▶ [TEXT PROVIDED]
# Marqo Getting Started

> Run the following from your terminal

In [1]:
# !docker rm -f marqo
# !docker pull marqoai/marqo:latest
# !docker run --name marqo --privileged -p 8882:8882 --add-host host.docker.internal:host-gateway marqoai/marqo:latest
!docker run --detach --name marqo --privileged -p 8882:8882 --add-host host.docker.internal:host-gateway marqoai/marqo:latest

In [40]:
!docker logs marqo --tail 20

6a80f8e80048: Pulling fs layer
d612b5f8a653: Pulling fs layer
4f4fb700ef54: Waiting
6a80f8e80048: Waiting
d612b5f8a653: Waiting
237b91e13be3: Download complete
471574b8cfce: Download complete
4f4fb700ef54: Verifying Checksum
4f4fb700ef54: Download complete
6a80f8e80048: Verifying Checksum
6a80f8e80048: Download complete
d612b5f8a653: Verifying Checksum
d612b5f8a653: Download complete
e3cfe889ce0a: Verifying Checksum
e3cfe889ce0a: Download complete
e3cfe889ce0a: Pull complete
471574b8cfce: Pull complete
237b91e13be3: Pull complete
f83c242d5958: Verifying Checksum
f83c242d5958: Download complete


In [3]:
pip install marqo

Note: you may need to restart the kernel to use updated packages.


> Restart Kernel function

In [4]:
from IPython.display import display_html
def restartkernel() :
    display_html("<script>Jupyter.notebook.kernel.restart()</script>",raw=True)

In [5]:
restartkernel()

## Back to it

In [6]:
import marqo
mq = marqo.Client(url='http://localhost:8882')

In [7]:
mq.create_index("my-first-index")

▶ [WORK REQUIRED]
Pick up the Marqo getting-started text after its last line, the call that creates "my-first-index", and continue it. The records that follow stand apart from the Marqo getting-started text.

▶ [DATA ROWS]
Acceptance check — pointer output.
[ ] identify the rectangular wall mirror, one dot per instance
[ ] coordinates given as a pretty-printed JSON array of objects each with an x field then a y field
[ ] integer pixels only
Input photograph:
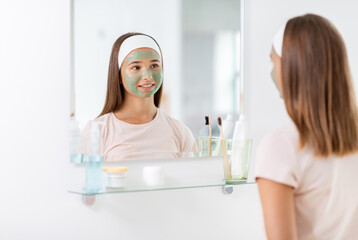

▶ [TASK RESPONSE]
{'acknowledged': True, 'shards_acknowledged': True, 'index': 'my-first-index'}

In [8]:
mq.index("my-first-index").add_documents([
    {
        "Title": "The Travels of Marco Polo",
        "Description": "A 13th-century travelogue describing Polo's travels"
    }, 
    {
        "Title": "Extravehicular Mobility Unit (EMU)",
        "Description": "The EMU is a spacesuit that provides environmental protection, "
                       "mobility, life support, and communications for astronauts",
        "_id": "article_591"
    }],
    tensor_fields=["Title", "Description"]
)
        

{'errors': False,
 'processingTimeMs': 361.04777099990315,
 'index_name': 'my-first-index',
 'items': [{'_id': '710e111f-2854-43e2-8dc5-fd0f16e33c33',
   'result': 'created',
   'status': 201},
  {'_id': 'article_591', 'result': 'created', 'status': 201}]}

In [9]:
results = mq.index("my-first-index").search(
    q="What is the best outfit to wear on the moon?", searchable_attributes=["Title", "Description"]
)

In [10]:
# let's print out the results:
import pprint
pprint.pprint(results)

{'hits': [{'Description': 'The EMU is a spacesuit that provides environmental '
                          'protection, mobility, life support, and '
                          'communications for astronauts',
           'Title': 'Extravehicular Mobility Unit (EMU)',
           '_highlights': {'Description': 'The EMU is a spacesuit that '
                                          'provides environmental protection, '
                                          'mobility, life support, and '
                                          'communications for astronauts'},
           '_id': 'article_591',
           '_score': 0.6193894},
          {'Description': "A 13th-century travelogue describing Polo's travels",
           'Title': 'The Travels of Marco Polo',
           '_highlights': {'Title': 'The Travels of Marco Polo'},
           '_id': '710e111f-2854-43e2-8dc5-fd0f16e33c33',
           '_score': 0.60237324}],
 'limit': 10,
 'offset': 0,
 'processingTimeMs': 217,
 'query': 'What is the 

## Retrieve a document by id

In [11]:
result = mq.index("my-first-index").get_document(document_id="article_591")
pprint.pprint(result)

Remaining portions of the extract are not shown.